*What the task requires*. Rewrite the stretch of records from the start through the line containing "[(279, 125), (229, 111), (390, 114), (453, 148)]", requests included, and add 39 to every coordinate in the reported answers.

*Information supplied*.
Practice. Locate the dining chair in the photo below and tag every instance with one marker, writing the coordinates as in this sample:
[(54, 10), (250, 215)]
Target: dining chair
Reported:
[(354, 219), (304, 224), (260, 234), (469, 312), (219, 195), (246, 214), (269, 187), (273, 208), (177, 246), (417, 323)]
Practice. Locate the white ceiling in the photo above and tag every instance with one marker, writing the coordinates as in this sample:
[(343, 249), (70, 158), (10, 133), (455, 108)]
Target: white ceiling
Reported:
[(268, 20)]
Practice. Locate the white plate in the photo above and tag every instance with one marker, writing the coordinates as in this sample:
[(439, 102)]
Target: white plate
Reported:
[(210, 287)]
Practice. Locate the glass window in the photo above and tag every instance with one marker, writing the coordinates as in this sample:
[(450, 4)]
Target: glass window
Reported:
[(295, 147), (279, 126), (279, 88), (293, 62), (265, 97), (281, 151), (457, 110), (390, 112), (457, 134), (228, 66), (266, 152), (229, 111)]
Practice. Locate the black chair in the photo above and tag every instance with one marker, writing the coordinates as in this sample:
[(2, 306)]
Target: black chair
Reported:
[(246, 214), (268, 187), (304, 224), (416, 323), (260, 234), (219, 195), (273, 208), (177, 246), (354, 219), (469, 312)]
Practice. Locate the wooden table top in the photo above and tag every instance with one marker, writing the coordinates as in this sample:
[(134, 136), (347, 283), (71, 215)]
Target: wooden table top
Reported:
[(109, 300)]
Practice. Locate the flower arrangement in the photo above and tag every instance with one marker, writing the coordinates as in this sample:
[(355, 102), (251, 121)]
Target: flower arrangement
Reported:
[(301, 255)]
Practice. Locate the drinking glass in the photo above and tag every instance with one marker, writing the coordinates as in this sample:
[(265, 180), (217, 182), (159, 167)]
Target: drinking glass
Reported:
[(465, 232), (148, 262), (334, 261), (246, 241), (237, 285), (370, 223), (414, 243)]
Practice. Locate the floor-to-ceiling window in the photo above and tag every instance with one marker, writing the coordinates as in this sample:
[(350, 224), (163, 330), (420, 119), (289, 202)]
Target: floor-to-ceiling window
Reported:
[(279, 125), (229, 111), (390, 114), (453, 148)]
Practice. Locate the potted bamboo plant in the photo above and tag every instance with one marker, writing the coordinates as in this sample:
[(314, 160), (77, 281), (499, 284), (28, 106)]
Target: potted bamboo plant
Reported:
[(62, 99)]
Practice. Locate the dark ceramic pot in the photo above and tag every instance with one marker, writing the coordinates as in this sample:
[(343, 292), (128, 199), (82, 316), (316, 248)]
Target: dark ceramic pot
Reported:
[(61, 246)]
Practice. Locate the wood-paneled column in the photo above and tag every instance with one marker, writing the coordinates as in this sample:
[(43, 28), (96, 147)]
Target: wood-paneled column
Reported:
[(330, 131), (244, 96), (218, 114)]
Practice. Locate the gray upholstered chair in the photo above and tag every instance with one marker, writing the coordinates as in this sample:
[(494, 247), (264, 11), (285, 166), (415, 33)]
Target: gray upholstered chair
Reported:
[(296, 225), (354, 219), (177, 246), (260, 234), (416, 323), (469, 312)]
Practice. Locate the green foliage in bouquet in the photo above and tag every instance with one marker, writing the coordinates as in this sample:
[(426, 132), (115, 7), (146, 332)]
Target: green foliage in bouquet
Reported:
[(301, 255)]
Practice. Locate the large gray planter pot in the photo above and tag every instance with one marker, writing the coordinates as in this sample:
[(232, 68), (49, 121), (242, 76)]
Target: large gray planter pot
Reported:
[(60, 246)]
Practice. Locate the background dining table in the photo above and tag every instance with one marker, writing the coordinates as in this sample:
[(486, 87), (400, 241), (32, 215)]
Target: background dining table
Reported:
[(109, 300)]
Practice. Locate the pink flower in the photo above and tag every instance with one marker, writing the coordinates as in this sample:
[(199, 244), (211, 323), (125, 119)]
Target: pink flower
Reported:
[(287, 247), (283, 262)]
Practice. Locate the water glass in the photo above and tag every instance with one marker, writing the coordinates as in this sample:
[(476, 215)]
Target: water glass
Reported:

*Right answer*.
Practice. Locate the dining chair in the photo below and tag every instance with one marker, writing the coordinates as in this sample:
[(54, 10), (250, 215)]
Target: dining chair
Reported:
[(393, 258), (343, 263), (299, 273), (508, 351), (258, 234), (285, 253), (308, 226), (312, 247), (216, 285), (456, 362)]
Practice. Locate the white ceiling in the photo above and tag every instance with one marker, writing the coordinates as in this sample:
[(343, 249), (70, 158), (10, 133), (455, 108)]
Target: white ceiling
Reported:
[(307, 59)]
Practice. Locate the white plate in the photo above and tag every instance with one marker, writing the coordinates as in this sample:
[(439, 102)]
Target: white plate
Reported:
[(249, 326)]
Practice. Locate the glass window in the photo above and tag every instance with one marker, writing the coordinates as in this sample:
[(450, 4)]
Target: glass window
Reported:
[(334, 186), (318, 165), (318, 127), (332, 101), (304, 136), (320, 190), (496, 149), (429, 151), (496, 173), (267, 105), (305, 191), (268, 150)]
Practice. Locate the black chair in the photo above and tag every instance with one marker, writing the coordinates as in this sample:
[(2, 306)]
Target: black chair
Reported:
[(285, 253), (307, 226), (343, 263), (455, 362), (299, 273), (258, 234), (312, 247), (216, 285), (393, 258), (508, 351)]
Practice. Locate the wooden table top in the photo above and tag every instance with one marker, writing the coordinates as in this sample:
[(134, 136), (347, 283), (71, 215)]
Target: wooden table top
Reported:
[(148, 339)]
Practice. Locate the flower arrangement in the photo above and tag every instance with one marker, writing the coordinates as in this sample:
[(355, 102), (251, 121)]
Target: flower arrangement
Reported:
[(340, 294)]
Practice. Locate the drinking glass in the photo above and tag every instance with one marker, writing the coordinates as in this sample:
[(265, 180), (217, 182), (159, 167)]
Target: drinking glass
Reported:
[(504, 271), (187, 301), (373, 300), (285, 280), (276, 324), (409, 262), (453, 282)]
Practice. Locate the floor-to-ceiling window in the photo above and tag every instance with one marker, writing the coordinates as in this sample:
[(350, 224), (163, 330), (420, 119), (289, 202)]
Target: floor-to-ceiling window
Reported:
[(318, 164), (268, 150), (429, 153), (492, 187)]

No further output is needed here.